Pointing entries:
::::::::::

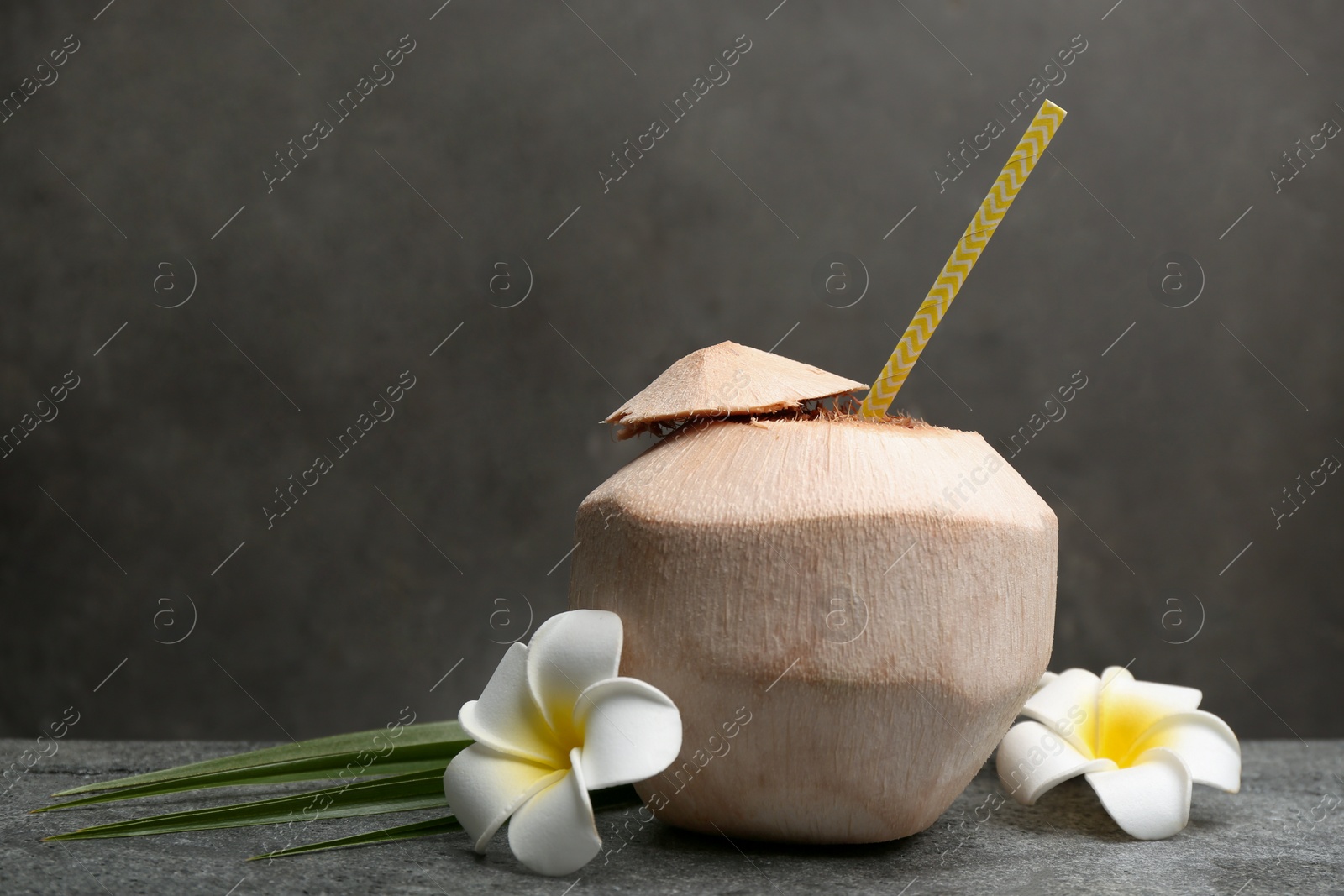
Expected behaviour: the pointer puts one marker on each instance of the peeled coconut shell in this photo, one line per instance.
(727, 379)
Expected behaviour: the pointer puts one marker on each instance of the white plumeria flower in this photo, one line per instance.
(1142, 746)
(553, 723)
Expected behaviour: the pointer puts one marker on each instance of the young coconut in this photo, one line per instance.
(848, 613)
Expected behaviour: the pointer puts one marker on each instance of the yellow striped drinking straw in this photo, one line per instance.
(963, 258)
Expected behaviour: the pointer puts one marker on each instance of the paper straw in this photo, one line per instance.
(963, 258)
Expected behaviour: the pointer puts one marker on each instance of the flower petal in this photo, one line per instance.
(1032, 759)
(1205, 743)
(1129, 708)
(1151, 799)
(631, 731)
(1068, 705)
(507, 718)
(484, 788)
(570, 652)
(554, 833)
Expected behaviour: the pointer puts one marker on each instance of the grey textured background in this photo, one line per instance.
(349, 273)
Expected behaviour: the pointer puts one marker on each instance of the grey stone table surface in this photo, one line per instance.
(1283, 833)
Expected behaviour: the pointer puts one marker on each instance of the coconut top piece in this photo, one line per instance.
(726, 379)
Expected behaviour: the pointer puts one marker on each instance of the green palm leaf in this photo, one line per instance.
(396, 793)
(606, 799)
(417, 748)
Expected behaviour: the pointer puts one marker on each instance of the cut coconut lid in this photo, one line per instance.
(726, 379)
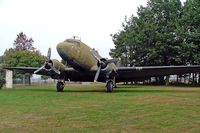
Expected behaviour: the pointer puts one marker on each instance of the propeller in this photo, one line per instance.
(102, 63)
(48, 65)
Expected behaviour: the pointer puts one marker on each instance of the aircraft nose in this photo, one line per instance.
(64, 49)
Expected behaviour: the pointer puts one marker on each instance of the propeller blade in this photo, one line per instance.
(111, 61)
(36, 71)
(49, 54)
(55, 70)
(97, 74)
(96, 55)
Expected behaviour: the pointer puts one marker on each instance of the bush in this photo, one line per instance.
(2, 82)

::::::::::

*Direction*: Reproduce every line of the entries from the line that contains "background in this photo, one line per instance." through the line that contains "(1283, 833)", adjusting each coordinate in the answers by -77.

*Response to this task*:
Expected behaviour: the pointer puts one marker on each instance of the grey textured background in this photo, one line per instance.
(272, 196)
Expected behaviour: the pointer puts one marker on each instance of the grey stone table surface in this photo, one line per instance.
(1206, 756)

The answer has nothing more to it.